- WHAT TO DO
Using the passage on Tajikistan below, explain in one to three sentences what enabled Tajikfilm to produce about six feature films each year.

- GIVEN PASSAGE
********************
Tajik cuisine has much in common with Uzbek, Afghan, Russian, and Iranian cuisines. It is known for dishes such as kabuli pulao, qabili palau, and samanu. The national food and drink are plov and green tea, respectively.

Traditional Tajikistani meals begin with small dishes of dried fruit, nuts, and halva, followed by soup and meat, and finished with plov. Tea accompanies every meal, and is often served between meals as a gesture of hospitality. It is often drunk unsweetened. Tajik cuisine offers a large variety of fruit, meat, and soup dishes.

==Sport==

Tajikistan's mountains provide many opportunities for outdoor sports, such as hill climbing, mountain biking, rock climbing, skiing, snowboarding, hiking, and mountain climbing. The facilities are limited, however. Mountain climbing and hiking tours to the Fann and Pamir Mountains, including the 7,000 m peaks in the region, are seasonally organized by local and international alpine agencies.

Football is the most popular sport in Tajikistan. The Tajikistan national football team competes in FIFA and AFC competitions. The top clubs in Tajikistan compete in the Tajik League.

Four Tajikistani athletes have won Olympic medals for their country since independence. They are: wrestler Yusup Abdusalomov (silver in Belijing 2008), judoka Rasul Boqiev (bronze in Beijing 2008), boxer Mavzuna Chorieva (bronze in London 2012) and Dilshod Nazarov (gold in hammer throw in Rio 2016) .

==Cinema==

Tajikistan's film industry dates from 1929. The first official movie studio, called Tajikkino (later renamed to Tajikfilm), began operation in 1930. In 1935, Tajikkino started producing movies with voice-over. Some experts believe 1970–80 to be the golden age for Tajikfilm. Subsidized by the government, the studio was able to produce about six feature films each year.

Examples of Tajikfilm's success during the Soviet times are such movies as The Legend of Rustam, The Legend of Rustam and Siavoush, and The Legend of the Smith Kova, based on stories from Ferdowsi's Shahnameh; First Morning of Adolescence (Юнности Первое Утро), which tells the life story of people living in Badakhshan in the beginning of the Soviet Empire, when its army was still struggling with the Basmachi movement; a trilogy New tales from Shaherizada, based on Arabic tales One Thousand and One Nights.

Among prominent Tajik producers are Valeriy Ahadov and Davlat Khudoynazarov.

After the breakdown of the Soviet Union and the civil war in Tajikistan (1992–1997), Tajik cinema went downwards. The studio mainly survived by taking small foreign orders, and produced only a few of its own movies.
********************
Saved entries:

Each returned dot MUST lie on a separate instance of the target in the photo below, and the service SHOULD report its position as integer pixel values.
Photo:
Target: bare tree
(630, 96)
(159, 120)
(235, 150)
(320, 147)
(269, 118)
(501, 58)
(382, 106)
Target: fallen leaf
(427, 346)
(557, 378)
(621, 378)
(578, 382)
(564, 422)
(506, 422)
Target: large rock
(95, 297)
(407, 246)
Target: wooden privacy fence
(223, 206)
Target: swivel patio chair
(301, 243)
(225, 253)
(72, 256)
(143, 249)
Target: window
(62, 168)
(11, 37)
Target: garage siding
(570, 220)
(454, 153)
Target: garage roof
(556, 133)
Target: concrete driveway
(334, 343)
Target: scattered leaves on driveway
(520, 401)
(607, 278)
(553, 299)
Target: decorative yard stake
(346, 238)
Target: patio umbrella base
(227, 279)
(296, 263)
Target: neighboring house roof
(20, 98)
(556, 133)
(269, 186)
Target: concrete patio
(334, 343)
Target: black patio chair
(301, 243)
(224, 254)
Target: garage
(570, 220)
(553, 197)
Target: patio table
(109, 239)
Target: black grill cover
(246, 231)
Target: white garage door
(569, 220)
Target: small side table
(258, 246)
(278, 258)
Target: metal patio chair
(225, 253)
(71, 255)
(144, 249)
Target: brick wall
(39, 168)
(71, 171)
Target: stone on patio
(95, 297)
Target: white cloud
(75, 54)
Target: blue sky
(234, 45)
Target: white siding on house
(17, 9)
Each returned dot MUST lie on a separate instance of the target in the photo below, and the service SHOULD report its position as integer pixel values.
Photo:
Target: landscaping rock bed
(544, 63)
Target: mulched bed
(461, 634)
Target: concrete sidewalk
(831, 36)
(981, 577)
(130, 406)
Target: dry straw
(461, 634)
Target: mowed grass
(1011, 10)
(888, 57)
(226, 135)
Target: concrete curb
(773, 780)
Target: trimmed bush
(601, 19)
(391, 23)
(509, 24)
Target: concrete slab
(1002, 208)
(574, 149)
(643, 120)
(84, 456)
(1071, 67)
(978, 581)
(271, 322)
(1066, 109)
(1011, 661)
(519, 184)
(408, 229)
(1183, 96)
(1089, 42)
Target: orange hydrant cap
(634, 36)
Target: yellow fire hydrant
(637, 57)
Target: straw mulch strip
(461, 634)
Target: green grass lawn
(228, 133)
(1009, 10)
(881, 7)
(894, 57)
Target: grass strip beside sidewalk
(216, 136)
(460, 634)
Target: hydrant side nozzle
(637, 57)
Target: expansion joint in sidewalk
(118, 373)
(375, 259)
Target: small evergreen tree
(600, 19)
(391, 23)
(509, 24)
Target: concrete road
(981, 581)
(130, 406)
********************
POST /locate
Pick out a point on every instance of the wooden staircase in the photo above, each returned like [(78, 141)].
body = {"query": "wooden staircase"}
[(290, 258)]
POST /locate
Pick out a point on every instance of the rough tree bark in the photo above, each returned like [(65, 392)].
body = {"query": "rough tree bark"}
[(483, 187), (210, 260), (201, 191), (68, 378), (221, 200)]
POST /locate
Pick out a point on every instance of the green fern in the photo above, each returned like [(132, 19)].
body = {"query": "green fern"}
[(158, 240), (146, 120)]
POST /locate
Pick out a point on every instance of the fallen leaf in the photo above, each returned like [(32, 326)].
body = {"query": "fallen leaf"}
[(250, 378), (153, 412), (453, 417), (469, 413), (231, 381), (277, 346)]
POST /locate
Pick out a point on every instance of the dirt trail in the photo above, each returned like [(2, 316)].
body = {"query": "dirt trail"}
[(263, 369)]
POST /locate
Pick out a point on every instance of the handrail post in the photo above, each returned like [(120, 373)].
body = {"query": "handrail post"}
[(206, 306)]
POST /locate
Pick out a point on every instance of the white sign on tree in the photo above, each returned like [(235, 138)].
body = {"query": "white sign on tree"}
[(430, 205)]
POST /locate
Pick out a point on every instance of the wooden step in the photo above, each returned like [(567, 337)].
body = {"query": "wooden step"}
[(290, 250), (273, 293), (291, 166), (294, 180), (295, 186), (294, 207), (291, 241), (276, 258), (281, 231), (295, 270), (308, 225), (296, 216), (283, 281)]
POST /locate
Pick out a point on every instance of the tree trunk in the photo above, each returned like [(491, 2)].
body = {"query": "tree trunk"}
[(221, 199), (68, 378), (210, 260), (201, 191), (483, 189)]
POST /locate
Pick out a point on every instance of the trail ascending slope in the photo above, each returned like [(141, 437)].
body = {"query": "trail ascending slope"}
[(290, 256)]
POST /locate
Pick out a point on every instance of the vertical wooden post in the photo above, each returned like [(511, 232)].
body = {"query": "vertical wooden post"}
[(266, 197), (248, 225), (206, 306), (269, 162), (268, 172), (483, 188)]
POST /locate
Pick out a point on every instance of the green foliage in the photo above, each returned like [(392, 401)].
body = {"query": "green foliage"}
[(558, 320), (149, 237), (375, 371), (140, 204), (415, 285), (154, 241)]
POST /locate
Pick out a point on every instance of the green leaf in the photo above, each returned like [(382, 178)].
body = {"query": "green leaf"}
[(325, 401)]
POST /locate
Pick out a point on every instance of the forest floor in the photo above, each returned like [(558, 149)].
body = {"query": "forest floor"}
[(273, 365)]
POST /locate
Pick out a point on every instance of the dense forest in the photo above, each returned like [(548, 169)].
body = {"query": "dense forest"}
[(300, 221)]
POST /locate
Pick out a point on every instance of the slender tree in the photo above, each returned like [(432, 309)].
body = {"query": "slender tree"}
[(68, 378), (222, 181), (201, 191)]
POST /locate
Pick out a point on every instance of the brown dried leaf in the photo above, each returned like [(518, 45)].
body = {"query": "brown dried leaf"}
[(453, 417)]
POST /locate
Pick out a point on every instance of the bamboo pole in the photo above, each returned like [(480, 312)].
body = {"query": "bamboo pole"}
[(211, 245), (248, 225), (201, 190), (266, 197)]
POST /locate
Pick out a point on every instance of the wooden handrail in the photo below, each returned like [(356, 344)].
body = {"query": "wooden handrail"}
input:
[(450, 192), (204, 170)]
********************
- TASK RESPONSE
Government subsidies made that output possible. Because the government subsidized it, the studio was able to produce about six feature films annually.